┌──
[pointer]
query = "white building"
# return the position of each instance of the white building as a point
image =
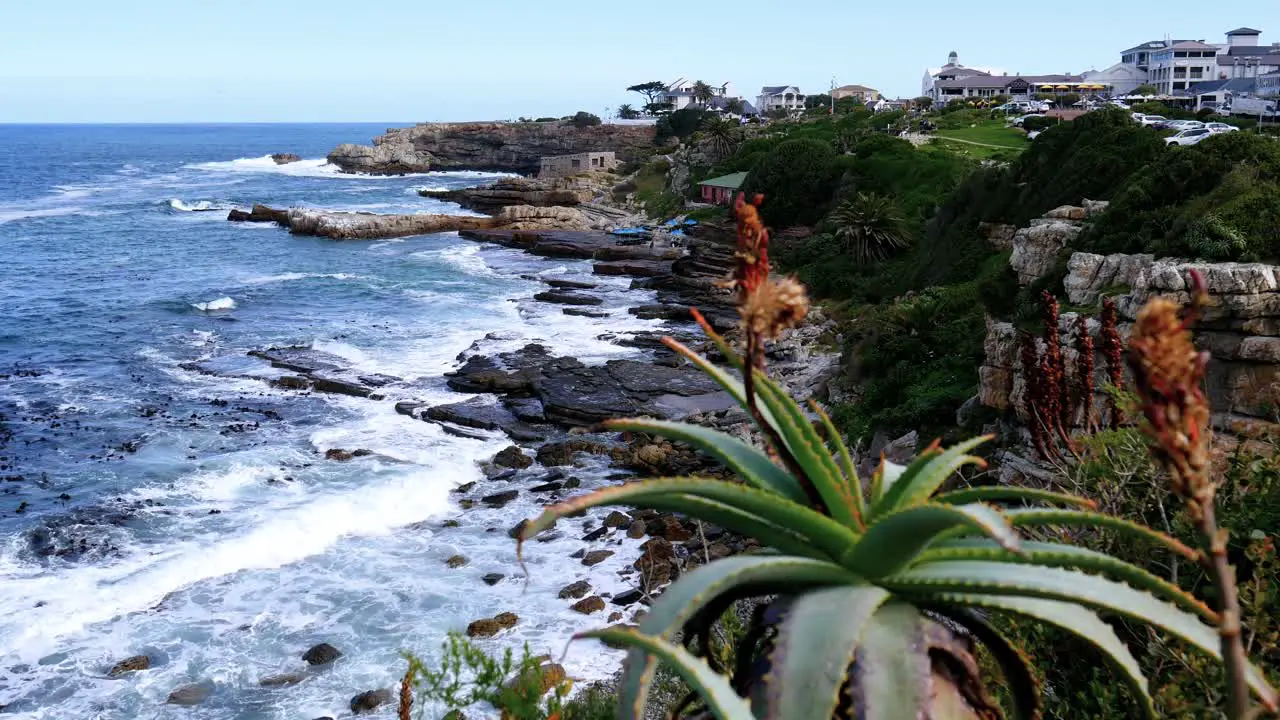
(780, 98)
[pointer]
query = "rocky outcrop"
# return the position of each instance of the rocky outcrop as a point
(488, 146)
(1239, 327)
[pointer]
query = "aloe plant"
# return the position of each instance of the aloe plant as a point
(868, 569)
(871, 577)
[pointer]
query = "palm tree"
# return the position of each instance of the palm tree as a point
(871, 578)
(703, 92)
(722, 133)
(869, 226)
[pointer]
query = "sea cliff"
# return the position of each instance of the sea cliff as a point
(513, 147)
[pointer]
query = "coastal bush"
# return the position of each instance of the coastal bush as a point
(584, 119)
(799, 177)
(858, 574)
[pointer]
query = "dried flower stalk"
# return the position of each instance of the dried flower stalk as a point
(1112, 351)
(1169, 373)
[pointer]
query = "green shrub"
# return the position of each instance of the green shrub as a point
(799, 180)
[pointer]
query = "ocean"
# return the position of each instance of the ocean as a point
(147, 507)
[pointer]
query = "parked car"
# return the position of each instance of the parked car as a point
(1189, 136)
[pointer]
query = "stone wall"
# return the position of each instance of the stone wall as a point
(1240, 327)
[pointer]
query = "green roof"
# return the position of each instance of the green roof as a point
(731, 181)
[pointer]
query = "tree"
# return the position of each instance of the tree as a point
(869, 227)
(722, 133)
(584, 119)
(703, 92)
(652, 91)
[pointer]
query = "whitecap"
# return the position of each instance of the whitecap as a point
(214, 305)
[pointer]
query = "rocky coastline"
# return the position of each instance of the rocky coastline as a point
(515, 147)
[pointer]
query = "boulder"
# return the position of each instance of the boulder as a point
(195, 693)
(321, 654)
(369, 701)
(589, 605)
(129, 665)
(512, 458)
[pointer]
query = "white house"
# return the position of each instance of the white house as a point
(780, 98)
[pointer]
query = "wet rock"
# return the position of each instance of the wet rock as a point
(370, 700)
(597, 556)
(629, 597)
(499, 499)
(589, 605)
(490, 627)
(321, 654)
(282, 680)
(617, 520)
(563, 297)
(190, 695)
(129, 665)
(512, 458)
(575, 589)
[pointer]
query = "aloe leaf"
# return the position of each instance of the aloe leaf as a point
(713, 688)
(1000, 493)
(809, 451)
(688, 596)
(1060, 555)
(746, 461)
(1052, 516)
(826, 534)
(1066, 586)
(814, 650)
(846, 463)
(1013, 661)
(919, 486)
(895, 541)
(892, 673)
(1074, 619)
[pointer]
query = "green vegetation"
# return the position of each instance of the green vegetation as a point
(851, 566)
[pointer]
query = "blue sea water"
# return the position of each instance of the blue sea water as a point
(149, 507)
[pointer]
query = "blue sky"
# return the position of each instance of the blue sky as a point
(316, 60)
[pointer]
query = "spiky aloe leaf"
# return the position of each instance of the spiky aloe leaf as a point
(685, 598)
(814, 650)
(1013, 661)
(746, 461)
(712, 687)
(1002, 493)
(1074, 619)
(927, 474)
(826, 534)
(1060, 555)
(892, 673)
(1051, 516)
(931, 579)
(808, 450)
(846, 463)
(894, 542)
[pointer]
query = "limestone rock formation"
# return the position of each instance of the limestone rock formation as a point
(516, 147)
└──
┌──
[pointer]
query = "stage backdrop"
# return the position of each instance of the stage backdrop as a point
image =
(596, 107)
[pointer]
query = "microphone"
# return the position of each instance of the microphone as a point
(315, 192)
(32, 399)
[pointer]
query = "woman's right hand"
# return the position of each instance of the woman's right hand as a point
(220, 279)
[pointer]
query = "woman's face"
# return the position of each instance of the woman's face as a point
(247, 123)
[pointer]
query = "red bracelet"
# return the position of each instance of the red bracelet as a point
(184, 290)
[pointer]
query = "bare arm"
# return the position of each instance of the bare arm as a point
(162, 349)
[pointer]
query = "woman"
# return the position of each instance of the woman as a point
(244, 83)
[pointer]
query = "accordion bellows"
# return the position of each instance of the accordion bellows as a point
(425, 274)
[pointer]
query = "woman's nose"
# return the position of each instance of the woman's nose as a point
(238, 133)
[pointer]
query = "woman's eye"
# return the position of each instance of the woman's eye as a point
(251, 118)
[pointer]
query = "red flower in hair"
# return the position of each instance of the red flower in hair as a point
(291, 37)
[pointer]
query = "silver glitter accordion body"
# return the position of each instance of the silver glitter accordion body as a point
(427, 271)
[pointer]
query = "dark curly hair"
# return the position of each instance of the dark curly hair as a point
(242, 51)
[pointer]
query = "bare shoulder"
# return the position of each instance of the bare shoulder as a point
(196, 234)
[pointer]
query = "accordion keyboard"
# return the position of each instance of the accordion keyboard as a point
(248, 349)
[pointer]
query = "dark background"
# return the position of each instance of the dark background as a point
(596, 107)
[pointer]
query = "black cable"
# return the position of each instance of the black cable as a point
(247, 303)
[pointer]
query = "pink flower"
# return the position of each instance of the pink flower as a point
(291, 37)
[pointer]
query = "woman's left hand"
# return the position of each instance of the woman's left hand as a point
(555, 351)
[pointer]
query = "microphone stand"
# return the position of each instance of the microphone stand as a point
└──
§ PROBLEM TO WORK ON
The answer consists of the lines above that include the word "stand", each copied exactly.

§ EXERCISE RESPONSE
query = "microphone stand"
# return the position of each instance of the microphone stand as a point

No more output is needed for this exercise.